# Set exercise:
Copy the items below verbatim, from the very first line through the line that contains "[246, 140, 406, 604]", including both.

-- start of Stored data --

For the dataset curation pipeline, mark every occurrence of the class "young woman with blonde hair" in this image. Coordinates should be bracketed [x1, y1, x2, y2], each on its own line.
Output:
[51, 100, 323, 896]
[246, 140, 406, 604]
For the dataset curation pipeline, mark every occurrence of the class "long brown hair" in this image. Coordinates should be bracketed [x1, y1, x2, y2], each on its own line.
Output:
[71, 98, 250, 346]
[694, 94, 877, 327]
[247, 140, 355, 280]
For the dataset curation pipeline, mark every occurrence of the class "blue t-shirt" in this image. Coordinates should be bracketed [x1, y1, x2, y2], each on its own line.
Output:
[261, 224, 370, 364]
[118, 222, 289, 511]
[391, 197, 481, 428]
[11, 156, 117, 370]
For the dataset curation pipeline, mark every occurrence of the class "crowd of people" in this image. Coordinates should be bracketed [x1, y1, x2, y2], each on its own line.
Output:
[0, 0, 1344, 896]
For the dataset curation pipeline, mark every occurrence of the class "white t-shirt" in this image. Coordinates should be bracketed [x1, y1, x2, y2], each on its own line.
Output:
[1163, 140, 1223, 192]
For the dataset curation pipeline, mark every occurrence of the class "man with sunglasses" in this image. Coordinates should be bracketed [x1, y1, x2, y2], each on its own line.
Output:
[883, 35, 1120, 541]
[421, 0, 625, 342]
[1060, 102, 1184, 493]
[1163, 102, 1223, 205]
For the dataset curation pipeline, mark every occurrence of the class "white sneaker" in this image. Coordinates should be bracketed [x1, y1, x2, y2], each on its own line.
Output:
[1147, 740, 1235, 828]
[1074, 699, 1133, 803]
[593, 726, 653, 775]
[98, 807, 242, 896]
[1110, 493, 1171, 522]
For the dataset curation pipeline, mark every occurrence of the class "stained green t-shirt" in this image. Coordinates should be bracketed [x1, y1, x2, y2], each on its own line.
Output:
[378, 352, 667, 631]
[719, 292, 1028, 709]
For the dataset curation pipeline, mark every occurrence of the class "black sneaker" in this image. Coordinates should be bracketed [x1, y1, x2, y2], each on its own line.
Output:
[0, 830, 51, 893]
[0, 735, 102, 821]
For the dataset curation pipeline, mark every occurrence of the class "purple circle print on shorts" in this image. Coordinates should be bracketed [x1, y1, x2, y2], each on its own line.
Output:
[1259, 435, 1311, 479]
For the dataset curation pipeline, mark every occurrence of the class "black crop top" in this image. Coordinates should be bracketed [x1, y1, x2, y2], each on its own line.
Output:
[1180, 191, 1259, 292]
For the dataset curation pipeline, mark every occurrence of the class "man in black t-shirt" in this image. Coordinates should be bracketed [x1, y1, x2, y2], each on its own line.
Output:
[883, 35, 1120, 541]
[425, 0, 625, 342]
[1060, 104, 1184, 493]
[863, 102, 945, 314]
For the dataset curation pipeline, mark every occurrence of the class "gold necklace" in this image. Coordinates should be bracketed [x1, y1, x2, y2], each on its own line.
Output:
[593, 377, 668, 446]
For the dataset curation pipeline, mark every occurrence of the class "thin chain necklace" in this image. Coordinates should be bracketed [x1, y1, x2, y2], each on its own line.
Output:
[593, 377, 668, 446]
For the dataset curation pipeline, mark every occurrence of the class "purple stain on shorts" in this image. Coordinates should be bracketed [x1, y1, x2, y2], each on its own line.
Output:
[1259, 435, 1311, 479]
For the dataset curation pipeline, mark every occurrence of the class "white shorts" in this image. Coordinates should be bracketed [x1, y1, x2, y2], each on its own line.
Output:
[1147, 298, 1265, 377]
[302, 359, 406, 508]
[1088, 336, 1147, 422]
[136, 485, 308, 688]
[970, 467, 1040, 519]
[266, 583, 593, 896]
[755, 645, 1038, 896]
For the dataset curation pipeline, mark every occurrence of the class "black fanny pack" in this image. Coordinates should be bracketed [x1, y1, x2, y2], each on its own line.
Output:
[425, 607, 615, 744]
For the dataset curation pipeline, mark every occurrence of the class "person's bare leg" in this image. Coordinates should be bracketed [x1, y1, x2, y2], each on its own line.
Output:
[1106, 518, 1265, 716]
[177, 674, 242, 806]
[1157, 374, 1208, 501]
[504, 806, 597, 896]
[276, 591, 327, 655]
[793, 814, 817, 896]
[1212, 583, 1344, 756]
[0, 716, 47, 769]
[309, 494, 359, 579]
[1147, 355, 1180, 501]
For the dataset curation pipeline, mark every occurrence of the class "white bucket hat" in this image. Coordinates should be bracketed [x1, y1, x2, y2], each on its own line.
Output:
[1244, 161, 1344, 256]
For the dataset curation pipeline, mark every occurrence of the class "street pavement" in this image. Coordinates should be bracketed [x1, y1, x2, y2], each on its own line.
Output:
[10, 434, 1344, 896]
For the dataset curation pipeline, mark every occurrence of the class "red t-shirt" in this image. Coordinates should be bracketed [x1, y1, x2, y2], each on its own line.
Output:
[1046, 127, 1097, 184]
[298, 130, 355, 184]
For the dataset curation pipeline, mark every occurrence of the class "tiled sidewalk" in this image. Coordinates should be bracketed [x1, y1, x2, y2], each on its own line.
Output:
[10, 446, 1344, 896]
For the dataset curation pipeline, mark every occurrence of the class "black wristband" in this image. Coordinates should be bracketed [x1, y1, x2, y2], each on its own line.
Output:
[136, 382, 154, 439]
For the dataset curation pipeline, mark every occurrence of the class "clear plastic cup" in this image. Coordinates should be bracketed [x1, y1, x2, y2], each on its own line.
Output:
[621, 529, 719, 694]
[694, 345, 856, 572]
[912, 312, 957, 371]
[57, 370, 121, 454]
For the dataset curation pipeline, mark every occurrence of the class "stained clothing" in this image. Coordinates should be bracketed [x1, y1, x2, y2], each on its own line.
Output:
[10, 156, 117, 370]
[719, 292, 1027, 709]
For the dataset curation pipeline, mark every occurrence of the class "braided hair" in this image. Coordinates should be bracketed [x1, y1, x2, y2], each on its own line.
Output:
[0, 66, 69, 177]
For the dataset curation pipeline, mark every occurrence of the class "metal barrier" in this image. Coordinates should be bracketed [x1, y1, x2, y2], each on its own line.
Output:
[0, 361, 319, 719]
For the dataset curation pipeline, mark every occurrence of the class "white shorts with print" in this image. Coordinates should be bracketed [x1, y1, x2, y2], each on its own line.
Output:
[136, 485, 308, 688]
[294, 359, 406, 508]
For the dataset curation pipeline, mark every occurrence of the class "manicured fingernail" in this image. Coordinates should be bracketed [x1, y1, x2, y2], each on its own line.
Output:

-- end of Stored data --

# Final answer:
For the dataset curation pipeline, mark every occurrence of the class "young woman with blonde hair" in this image. Coordinates should be bracketed [x1, y1, x2, y2], each on its own line.
Output:
[51, 100, 323, 896]
[246, 140, 406, 604]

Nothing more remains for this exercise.